Pull out every line of the rows below that contains the word "green". Letter case matters.
## BEGIN Records shown
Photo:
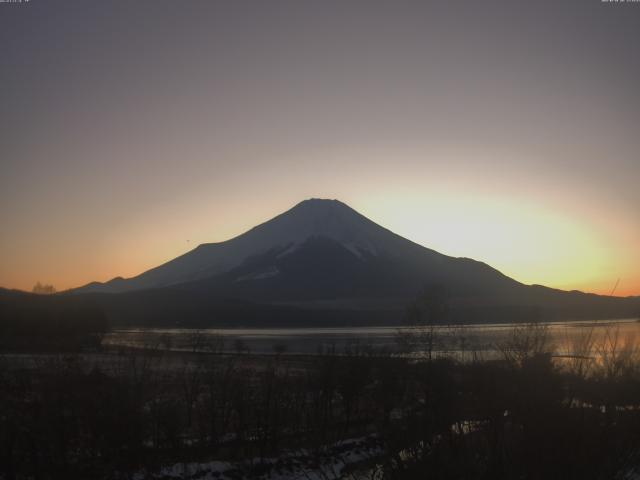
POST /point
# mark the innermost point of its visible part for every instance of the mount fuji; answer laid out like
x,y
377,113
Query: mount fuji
x,y
323,260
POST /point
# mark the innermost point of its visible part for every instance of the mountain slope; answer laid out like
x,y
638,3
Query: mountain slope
x,y
309,224
323,263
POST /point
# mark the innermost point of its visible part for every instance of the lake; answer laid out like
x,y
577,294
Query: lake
x,y
567,338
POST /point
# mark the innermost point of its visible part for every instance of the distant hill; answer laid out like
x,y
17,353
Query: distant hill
x,y
322,262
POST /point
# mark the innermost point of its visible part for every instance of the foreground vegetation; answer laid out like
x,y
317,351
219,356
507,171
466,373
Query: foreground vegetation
x,y
528,415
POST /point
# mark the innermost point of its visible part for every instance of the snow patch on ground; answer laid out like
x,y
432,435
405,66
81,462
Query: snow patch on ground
x,y
330,464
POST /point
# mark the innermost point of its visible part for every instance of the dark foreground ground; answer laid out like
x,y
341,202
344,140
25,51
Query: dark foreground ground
x,y
356,413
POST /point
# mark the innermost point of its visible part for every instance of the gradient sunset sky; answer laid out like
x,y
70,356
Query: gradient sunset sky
x,y
508,132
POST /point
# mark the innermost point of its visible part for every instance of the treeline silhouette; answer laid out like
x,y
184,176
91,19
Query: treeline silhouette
x,y
30,322
133,411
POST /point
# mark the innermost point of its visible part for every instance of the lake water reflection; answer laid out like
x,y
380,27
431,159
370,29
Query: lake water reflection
x,y
566,338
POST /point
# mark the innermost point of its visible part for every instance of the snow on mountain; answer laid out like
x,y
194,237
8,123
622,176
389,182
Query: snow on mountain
x,y
311,218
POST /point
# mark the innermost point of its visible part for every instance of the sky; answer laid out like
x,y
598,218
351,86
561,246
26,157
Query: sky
x,y
504,131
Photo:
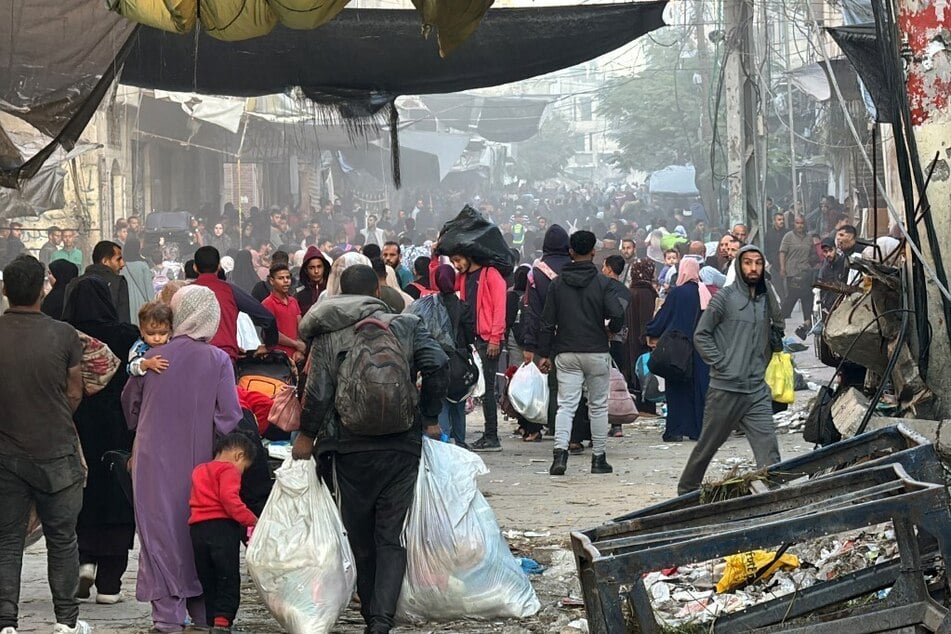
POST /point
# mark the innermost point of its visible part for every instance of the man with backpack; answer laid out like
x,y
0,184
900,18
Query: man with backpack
x,y
436,312
579,303
361,406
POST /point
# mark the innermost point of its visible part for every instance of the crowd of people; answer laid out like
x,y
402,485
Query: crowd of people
x,y
600,278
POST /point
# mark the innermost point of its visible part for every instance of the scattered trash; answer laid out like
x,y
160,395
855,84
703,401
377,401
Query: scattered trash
x,y
749,567
530,566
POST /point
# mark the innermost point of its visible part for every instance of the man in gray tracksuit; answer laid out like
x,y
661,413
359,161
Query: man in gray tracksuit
x,y
733,338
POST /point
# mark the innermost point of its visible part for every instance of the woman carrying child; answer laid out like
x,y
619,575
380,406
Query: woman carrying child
x,y
175,415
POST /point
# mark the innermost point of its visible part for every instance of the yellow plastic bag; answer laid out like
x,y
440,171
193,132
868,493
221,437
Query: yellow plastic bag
x,y
742,568
781,378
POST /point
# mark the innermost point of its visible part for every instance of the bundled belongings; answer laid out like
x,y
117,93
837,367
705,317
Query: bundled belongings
x,y
458,565
299,556
528,393
472,235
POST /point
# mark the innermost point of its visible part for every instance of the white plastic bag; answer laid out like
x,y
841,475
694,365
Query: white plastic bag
x,y
299,556
248,339
458,565
528,393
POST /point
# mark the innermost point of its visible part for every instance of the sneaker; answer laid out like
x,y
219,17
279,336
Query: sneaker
x,y
599,464
108,599
81,627
487,443
87,578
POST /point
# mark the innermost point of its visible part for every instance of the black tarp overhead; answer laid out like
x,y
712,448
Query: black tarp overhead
x,y
502,119
375,55
860,44
57,61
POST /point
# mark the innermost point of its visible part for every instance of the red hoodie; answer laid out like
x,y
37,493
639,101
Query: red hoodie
x,y
490,301
227,336
215,494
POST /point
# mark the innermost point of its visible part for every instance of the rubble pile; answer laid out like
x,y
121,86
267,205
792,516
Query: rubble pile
x,y
686,595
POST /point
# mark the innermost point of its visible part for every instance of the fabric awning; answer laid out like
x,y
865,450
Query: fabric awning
x,y
60,58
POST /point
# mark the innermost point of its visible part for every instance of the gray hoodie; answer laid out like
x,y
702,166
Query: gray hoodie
x,y
328,327
733,336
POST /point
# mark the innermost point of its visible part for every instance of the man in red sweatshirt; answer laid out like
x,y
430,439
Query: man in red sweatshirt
x,y
218,522
484,290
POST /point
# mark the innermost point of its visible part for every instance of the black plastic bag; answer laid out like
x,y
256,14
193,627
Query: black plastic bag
x,y
672,358
819,427
471,234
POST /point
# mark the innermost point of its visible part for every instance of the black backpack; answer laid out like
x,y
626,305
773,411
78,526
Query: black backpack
x,y
672,359
376,394
463,371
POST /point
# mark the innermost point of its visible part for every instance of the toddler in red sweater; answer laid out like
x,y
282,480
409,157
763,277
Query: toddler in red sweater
x,y
219,521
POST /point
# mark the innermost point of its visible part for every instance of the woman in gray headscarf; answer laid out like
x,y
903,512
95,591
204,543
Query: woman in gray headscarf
x,y
340,265
176,415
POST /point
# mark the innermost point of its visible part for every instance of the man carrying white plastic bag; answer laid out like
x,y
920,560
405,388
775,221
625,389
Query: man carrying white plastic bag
x,y
459,565
361,406
299,556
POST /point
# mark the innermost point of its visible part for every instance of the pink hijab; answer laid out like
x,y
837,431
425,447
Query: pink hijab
x,y
689,271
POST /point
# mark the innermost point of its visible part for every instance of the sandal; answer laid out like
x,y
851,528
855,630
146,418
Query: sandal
x,y
532,437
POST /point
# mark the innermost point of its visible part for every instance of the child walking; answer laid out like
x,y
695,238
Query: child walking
x,y
155,329
219,520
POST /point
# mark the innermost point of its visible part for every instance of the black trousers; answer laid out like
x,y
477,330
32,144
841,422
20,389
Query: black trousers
x,y
217,544
376,490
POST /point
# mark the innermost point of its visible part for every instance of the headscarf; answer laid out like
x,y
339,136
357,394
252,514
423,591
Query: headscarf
x,y
64,271
195,312
91,306
642,270
689,271
168,291
243,275
340,265
394,282
91,310
131,251
446,278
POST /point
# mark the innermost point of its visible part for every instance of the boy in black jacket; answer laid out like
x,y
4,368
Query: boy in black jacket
x,y
579,303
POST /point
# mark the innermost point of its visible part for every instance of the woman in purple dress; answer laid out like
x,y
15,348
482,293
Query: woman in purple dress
x,y
176,415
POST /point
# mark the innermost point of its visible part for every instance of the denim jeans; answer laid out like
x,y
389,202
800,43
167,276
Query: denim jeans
x,y
452,420
58,511
490,407
577,370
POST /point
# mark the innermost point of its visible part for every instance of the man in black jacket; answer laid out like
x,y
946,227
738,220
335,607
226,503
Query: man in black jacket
x,y
107,262
376,475
579,303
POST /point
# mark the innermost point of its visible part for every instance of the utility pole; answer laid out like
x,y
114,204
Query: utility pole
x,y
739,80
791,119
927,75
702,163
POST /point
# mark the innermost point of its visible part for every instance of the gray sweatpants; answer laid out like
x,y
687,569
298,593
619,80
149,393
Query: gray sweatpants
x,y
724,412
576,370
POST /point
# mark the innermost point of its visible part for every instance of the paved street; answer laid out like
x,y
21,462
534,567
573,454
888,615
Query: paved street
x,y
525,499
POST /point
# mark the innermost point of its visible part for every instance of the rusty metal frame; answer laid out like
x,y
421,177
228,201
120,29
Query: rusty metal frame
x,y
618,554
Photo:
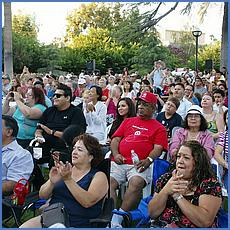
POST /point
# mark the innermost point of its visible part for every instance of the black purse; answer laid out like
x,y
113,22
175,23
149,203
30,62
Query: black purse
x,y
55,213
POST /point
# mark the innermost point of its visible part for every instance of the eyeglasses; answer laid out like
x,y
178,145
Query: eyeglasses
x,y
58,95
170,105
193,115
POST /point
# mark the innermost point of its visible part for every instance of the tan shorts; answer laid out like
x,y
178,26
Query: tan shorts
x,y
123,173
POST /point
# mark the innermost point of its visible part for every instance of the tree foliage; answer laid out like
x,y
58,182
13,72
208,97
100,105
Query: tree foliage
x,y
25,25
114,35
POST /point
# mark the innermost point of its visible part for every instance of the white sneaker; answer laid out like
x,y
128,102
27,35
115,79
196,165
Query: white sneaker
x,y
116,225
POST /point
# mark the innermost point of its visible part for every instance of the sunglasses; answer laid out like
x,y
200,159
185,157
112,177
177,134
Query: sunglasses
x,y
58,95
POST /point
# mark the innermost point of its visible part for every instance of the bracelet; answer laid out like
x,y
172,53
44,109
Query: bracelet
x,y
179,197
150,159
53,131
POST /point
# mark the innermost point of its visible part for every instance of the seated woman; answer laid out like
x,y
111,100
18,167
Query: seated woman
x,y
214,119
190,195
194,128
125,109
80,186
27,113
221,151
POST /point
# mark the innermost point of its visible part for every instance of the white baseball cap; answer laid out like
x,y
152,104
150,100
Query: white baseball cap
x,y
81,81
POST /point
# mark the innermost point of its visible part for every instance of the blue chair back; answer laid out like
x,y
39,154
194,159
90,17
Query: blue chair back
x,y
160,167
222,219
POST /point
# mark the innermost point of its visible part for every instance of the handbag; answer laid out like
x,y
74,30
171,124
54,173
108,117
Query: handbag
x,y
55,213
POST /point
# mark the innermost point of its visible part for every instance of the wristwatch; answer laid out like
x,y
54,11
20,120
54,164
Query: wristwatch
x,y
150,159
179,197
53,131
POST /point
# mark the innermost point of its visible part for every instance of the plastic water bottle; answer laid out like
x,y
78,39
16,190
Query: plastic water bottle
x,y
135,157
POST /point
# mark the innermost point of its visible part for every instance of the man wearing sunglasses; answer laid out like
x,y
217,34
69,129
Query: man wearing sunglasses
x,y
147,138
55,120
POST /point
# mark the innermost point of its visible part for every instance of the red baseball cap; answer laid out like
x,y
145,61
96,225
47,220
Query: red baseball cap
x,y
148,97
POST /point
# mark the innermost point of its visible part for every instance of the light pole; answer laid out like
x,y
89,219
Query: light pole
x,y
196,34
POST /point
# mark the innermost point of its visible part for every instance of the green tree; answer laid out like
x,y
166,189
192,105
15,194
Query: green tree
x,y
25,25
93,15
7,41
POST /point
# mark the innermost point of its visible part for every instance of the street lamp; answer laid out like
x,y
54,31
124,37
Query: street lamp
x,y
196,34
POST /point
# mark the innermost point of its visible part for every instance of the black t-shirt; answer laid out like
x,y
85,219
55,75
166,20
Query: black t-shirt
x,y
169,124
59,121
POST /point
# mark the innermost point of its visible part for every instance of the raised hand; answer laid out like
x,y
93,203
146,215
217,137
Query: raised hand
x,y
65,170
54,175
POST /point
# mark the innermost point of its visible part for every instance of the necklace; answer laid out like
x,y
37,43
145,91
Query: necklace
x,y
192,136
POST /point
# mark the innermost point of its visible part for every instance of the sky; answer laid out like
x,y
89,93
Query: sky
x,y
50,17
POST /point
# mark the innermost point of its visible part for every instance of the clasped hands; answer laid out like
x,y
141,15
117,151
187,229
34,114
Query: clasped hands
x,y
176,185
60,171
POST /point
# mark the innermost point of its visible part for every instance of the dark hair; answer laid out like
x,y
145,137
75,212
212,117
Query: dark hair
x,y
225,117
39,83
225,86
11,123
202,168
67,90
203,123
175,101
145,81
15,88
220,91
39,78
92,145
172,84
131,86
98,91
70,133
181,84
119,118
39,96
191,86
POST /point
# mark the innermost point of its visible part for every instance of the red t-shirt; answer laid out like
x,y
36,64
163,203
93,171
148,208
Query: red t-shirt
x,y
105,92
140,135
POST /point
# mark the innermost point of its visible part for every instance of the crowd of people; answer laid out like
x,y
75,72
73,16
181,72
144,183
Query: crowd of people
x,y
135,117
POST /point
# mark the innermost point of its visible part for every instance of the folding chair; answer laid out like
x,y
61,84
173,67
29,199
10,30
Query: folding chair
x,y
16,212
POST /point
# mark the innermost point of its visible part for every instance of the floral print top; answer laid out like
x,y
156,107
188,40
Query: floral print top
x,y
172,212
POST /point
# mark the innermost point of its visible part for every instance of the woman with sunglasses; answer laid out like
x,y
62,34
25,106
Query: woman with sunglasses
x,y
194,128
27,113
189,195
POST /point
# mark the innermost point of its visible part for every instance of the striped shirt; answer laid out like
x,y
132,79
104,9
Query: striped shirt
x,y
223,142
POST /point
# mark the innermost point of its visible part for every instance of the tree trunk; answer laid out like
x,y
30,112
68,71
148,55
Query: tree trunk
x,y
8,52
224,39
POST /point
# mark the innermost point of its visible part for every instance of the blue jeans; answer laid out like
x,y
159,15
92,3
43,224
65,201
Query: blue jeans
x,y
225,179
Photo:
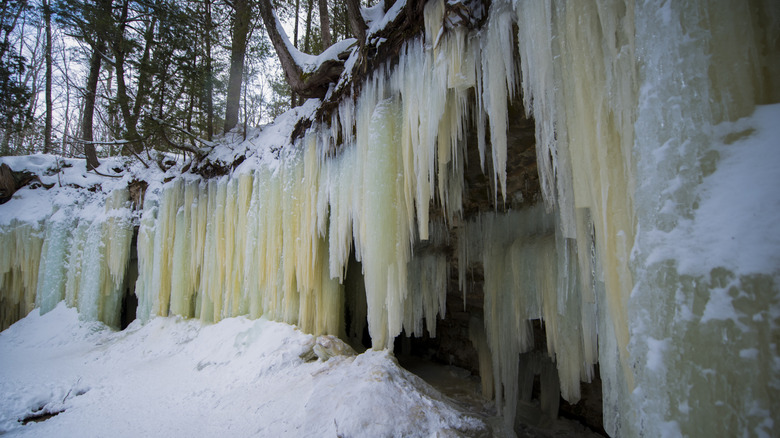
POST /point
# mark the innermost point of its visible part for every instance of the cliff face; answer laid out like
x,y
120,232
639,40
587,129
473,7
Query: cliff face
x,y
574,245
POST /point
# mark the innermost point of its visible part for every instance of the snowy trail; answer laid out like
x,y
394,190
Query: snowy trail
x,y
176,377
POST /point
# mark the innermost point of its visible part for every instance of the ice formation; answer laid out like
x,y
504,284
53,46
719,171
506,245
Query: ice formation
x,y
80,258
627,99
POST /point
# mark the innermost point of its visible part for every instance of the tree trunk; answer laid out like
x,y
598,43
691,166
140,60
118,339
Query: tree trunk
x,y
49,105
356,22
89,109
209,76
317,82
324,24
237,55
307,40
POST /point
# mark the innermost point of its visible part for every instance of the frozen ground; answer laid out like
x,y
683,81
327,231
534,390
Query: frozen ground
x,y
174,377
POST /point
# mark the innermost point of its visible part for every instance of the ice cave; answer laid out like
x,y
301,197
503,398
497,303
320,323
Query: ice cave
x,y
558,196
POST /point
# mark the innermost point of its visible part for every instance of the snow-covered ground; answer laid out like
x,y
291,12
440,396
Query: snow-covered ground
x,y
175,377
## END Records shown
→ **Problem solution**
# mark the innermost point of its visible part for every instance of the green tree; answer laid out like
Query: green tree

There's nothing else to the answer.